### Task instructions
Reproduce every line of the material below without any changes.

Stored data entries
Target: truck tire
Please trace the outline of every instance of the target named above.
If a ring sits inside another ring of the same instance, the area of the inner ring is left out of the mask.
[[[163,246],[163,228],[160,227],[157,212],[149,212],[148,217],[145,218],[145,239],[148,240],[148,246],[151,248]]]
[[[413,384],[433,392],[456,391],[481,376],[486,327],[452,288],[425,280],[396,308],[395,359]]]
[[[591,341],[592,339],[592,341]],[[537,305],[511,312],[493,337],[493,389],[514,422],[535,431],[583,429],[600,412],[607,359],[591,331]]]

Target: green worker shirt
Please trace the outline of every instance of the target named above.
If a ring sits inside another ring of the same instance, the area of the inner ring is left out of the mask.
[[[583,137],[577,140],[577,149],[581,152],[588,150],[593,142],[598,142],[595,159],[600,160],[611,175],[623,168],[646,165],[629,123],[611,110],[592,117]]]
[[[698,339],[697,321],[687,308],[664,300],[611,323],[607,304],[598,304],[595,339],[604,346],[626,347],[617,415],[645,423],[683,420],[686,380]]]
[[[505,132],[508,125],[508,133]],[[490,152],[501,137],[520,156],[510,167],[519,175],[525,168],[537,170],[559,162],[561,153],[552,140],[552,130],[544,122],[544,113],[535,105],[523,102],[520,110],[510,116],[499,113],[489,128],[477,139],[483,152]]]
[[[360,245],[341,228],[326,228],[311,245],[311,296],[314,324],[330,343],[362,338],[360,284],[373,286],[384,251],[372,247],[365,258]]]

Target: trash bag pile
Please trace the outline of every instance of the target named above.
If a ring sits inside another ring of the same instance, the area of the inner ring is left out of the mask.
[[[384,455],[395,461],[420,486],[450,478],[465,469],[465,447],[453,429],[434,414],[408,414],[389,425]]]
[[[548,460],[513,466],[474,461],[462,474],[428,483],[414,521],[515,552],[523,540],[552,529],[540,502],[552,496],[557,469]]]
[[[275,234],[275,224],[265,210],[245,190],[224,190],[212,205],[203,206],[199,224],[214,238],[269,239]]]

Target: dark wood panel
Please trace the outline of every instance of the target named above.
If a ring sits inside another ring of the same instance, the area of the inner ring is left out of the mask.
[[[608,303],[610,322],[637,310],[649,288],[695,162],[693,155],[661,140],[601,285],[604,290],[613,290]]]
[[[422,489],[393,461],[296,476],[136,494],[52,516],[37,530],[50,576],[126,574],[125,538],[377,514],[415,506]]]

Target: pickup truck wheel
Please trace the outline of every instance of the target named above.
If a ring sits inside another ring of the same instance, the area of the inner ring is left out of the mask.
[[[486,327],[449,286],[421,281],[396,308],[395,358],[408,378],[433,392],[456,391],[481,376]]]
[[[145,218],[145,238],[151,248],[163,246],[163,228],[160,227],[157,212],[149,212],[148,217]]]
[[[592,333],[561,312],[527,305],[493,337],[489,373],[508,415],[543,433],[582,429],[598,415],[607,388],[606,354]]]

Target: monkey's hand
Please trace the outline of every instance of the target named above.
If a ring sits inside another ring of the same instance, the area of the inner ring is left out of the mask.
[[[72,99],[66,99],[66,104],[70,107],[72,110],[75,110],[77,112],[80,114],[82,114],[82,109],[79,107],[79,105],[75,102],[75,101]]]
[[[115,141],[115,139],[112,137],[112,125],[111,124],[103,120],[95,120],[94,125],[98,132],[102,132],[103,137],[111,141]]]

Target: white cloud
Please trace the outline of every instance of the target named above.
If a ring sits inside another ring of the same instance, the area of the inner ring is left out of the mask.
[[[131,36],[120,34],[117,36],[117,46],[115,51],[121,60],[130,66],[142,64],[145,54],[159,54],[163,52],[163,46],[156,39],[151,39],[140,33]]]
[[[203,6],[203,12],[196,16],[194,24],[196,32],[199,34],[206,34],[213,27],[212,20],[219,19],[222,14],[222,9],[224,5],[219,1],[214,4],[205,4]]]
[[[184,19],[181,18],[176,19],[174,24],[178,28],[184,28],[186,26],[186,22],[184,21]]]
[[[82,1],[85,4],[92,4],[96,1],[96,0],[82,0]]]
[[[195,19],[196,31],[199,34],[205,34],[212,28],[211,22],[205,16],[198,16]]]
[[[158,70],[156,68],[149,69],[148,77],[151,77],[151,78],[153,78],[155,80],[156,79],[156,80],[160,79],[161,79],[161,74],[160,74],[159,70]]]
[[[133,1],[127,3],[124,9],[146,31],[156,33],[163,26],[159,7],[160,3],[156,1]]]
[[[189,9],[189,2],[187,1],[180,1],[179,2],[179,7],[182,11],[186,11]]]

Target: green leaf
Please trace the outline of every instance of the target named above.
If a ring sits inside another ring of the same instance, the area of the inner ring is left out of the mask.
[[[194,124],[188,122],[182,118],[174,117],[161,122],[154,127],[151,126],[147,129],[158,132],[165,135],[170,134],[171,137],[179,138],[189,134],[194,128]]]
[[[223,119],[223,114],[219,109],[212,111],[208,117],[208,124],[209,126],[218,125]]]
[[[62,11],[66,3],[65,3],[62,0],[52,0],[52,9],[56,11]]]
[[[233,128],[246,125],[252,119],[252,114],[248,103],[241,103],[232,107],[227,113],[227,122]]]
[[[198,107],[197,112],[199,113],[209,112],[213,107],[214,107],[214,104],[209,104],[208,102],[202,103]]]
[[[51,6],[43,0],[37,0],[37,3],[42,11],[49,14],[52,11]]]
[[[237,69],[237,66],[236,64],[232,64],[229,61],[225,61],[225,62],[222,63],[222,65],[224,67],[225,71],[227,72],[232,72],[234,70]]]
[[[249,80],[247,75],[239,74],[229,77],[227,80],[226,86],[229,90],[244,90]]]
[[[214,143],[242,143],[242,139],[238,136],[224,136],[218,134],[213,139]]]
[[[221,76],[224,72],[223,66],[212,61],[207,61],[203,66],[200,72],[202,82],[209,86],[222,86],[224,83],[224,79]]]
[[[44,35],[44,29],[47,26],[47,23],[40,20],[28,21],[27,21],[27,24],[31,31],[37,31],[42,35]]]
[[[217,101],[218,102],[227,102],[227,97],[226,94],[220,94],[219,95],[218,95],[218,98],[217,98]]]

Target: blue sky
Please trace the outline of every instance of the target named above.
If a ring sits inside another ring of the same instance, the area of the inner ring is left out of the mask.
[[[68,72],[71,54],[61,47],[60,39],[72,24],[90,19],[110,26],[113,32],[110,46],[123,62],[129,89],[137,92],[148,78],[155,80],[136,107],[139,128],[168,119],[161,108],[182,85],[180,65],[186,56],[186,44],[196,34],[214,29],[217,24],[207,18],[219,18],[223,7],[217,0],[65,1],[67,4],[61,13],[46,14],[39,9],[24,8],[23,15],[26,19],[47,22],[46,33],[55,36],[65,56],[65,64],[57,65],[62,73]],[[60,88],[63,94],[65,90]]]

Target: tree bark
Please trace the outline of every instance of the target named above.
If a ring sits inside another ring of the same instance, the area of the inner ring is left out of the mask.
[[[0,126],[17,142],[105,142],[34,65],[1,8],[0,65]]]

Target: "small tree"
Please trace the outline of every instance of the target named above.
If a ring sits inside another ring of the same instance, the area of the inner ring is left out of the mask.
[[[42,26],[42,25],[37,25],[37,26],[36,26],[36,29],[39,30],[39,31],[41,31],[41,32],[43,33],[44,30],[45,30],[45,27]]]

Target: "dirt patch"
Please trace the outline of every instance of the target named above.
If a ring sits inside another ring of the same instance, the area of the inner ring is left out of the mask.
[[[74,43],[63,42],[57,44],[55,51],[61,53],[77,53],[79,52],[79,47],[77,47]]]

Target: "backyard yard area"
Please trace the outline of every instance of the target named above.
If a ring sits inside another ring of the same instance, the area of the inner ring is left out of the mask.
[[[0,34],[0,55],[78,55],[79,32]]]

### Full output
Target: truck tire
Please trace the outline of every instance of the target named above.
If a ring sits inside another ring of the same instance, the area of the inner ring is left out of the mask.
[[[163,246],[163,228],[160,227],[157,212],[149,212],[148,217],[145,218],[145,239],[148,240],[148,246],[151,248]]]
[[[413,384],[433,392],[456,391],[481,376],[486,327],[452,288],[425,280],[396,308],[395,359]]]
[[[591,341],[592,339],[592,341]],[[537,305],[511,312],[493,337],[493,389],[514,422],[535,431],[583,429],[600,412],[607,359],[591,331]]]

Target: green worker shirt
Please trace the outline of every instance of the target named above.
If a ring sits inside another ring of the same instance, the area of the inner ring is left out of the mask.
[[[583,137],[577,140],[577,149],[581,152],[588,150],[593,142],[598,142],[595,159],[600,160],[611,175],[623,168],[646,165],[629,123],[611,110],[592,117]]]
[[[698,339],[697,321],[687,308],[664,300],[611,323],[607,304],[598,304],[595,339],[604,346],[626,347],[617,415],[645,423],[683,420],[686,380]]]
[[[505,132],[508,125],[508,133]],[[490,152],[501,137],[520,156],[510,167],[519,175],[525,168],[537,170],[559,162],[561,153],[552,140],[552,130],[544,122],[544,113],[535,105],[523,102],[520,110],[510,116],[499,113],[489,128],[477,139],[483,152]]]
[[[360,245],[341,228],[326,228],[311,245],[311,296],[314,324],[330,343],[362,338],[360,284],[373,286],[384,251],[372,247],[365,258]]]

Target: trash bag pile
Please trace the outline of every instance of the target named above.
If a ring sits inside another ring of the same instance, the area of the inner ring is left out of the mask.
[[[384,455],[395,461],[420,486],[450,478],[465,469],[465,447],[453,429],[434,414],[408,414],[389,425]]]
[[[548,460],[513,466],[474,461],[462,474],[428,483],[414,521],[515,552],[523,540],[552,529],[540,502],[552,496],[557,469]]]
[[[275,234],[275,224],[265,210],[245,190],[224,190],[212,205],[203,206],[199,224],[214,238],[269,239]]]

Target: dark wood panel
Please trace the outline of every instance of the target named above.
If a ring sits inside another ring of the same instance, the area of the inner ring is left out of the mask.
[[[608,303],[610,322],[637,310],[649,288],[695,162],[693,155],[661,140],[601,285],[604,290],[613,290]]]
[[[422,489],[393,461],[296,476],[136,494],[52,516],[37,530],[50,576],[126,574],[125,538],[377,514],[415,506]]]

Target: pickup truck wheel
Please trace the outline of every instance of the target named above.
If a ring sits inside another ring of the same instance, the area of the inner ring is left out of the mask.
[[[486,327],[449,286],[421,281],[396,308],[395,358],[408,378],[433,392],[456,391],[481,376]]]
[[[145,218],[145,238],[151,248],[163,246],[163,228],[160,227],[157,212],[149,212],[148,217]]]
[[[592,333],[561,312],[527,305],[493,337],[489,373],[508,415],[543,433],[582,429],[598,415],[607,388],[606,354]]]

Target: monkey's hand
Please trace the outline of every instance of the target named above.
If a ring sits inside another ring of the same instance, the area of the inner ring is left out of the mask.
[[[72,99],[66,99],[66,104],[70,107],[72,110],[75,110],[77,112],[80,114],[82,114],[82,109],[79,107],[79,105],[75,102],[75,101]]]
[[[115,141],[115,139],[112,137],[112,125],[111,124],[103,120],[95,120],[94,125],[98,132],[102,132],[103,137],[111,141]]]

Target: white cloud
Please trace the outline of every instance of the target named above.
If a ring sits inside another ring of the same instance, the area of the inner ring is left out of the mask.
[[[131,36],[120,34],[117,36],[117,46],[115,51],[121,60],[130,66],[142,64],[145,54],[159,54],[163,52],[163,46],[156,39],[151,39],[140,33]]]
[[[203,6],[203,12],[196,16],[194,24],[196,32],[199,34],[206,34],[213,27],[212,20],[219,19],[222,14],[222,9],[224,5],[219,1],[214,4],[205,4]]]
[[[184,19],[181,18],[176,19],[174,24],[178,28],[184,28],[186,26],[186,22],[184,21]]]
[[[82,1],[85,4],[92,4],[96,1],[96,0],[82,0]]]
[[[195,19],[196,31],[199,34],[205,34],[212,28],[211,22],[205,16],[198,16]]]
[[[158,70],[156,68],[149,69],[148,77],[151,77],[151,78],[153,78],[155,80],[156,79],[156,80],[160,79],[161,79],[161,74],[160,74],[159,70]]]
[[[133,1],[127,3],[124,9],[146,31],[156,33],[163,26],[159,7],[160,3],[156,1]]]
[[[189,9],[189,2],[187,1],[180,1],[179,2],[179,7],[182,11],[186,11]]]

Target: green leaf
Please trace the outline of every instance of the target named above.
If a ring sits inside another ring of the same instance, the area of the inner ring is left out of the mask.
[[[194,124],[188,122],[182,118],[174,117],[161,122],[154,127],[151,126],[147,129],[158,132],[165,135],[170,134],[171,137],[179,138],[189,134],[194,128]]]
[[[223,119],[223,114],[219,109],[212,111],[208,117],[208,124],[209,126],[218,125]]]
[[[62,11],[66,3],[65,3],[62,0],[52,0],[52,9],[56,11]]]
[[[233,128],[246,125],[252,119],[252,114],[248,103],[241,103],[232,107],[227,113],[227,122]]]
[[[198,107],[197,112],[199,113],[209,112],[213,107],[214,107],[214,104],[209,104],[208,102],[202,103]]]
[[[51,6],[43,0],[37,0],[37,3],[42,11],[49,14],[52,11]]]
[[[237,69],[237,66],[236,64],[232,64],[229,61],[225,61],[225,62],[222,63],[222,65],[224,67],[225,71],[227,72],[232,72],[234,70]]]
[[[249,80],[247,75],[239,74],[229,77],[227,80],[226,86],[229,90],[244,90]]]
[[[214,143],[242,143],[242,139],[238,136],[224,136],[218,134],[213,139]]]
[[[221,76],[224,72],[223,66],[212,61],[207,61],[203,66],[200,72],[202,82],[209,86],[222,86],[224,83],[224,79]]]
[[[44,35],[44,29],[47,26],[47,23],[40,20],[28,21],[27,21],[27,24],[31,31],[37,31],[42,35]]]
[[[217,101],[218,102],[227,102],[227,97],[226,94],[220,94],[219,95],[218,95],[218,98],[217,98]]]

Target: blue sky
Please trace the outline of every instance of the target named above.
If a ring sits inside another ring of the same instance, the area of the inner ring is left out of the mask.
[[[68,72],[71,54],[61,47],[60,39],[72,24],[90,19],[110,26],[113,32],[110,46],[123,62],[129,89],[137,92],[148,78],[155,80],[136,107],[139,128],[168,119],[161,108],[182,85],[180,65],[186,56],[186,44],[196,34],[214,29],[217,24],[207,18],[219,18],[223,7],[217,0],[65,1],[67,4],[61,13],[46,14],[39,9],[24,8],[23,15],[26,19],[47,22],[46,33],[55,36],[65,56],[65,64],[57,65],[62,73]],[[60,88],[63,94],[65,90]]]

Target: tree bark
Please trace the outline of every instance of the target named above.
If a ring sits inside another ring of the same instance, the area of the inner ring is left out of the mask.
[[[0,126],[17,142],[105,142],[34,65],[1,8],[0,65]]]

Target: "small tree"
Please trace the outline of every instance of the target named above.
If a ring sits inside another ring of the same instance, the area of the inner ring is left out of the mask.
[[[42,26],[42,25],[37,25],[37,26],[36,26],[36,29],[39,30],[39,31],[41,31],[41,32],[43,33],[44,30],[45,30],[45,27]]]

Target: "dirt patch"
Please trace the outline of every instance of the target named above.
If a ring sits inside another ring of the same instance, the area of the inner ring is left out of the mask.
[[[74,43],[63,42],[57,44],[55,51],[61,53],[77,53],[79,52],[79,47],[77,47]]]

Target: "backyard yard area"
Please trace the outline of every instance of the target named above.
If a ring sits inside another ring of the same instance, the area of the inner ring is left out of the mask.
[[[0,34],[0,55],[78,55],[79,32]]]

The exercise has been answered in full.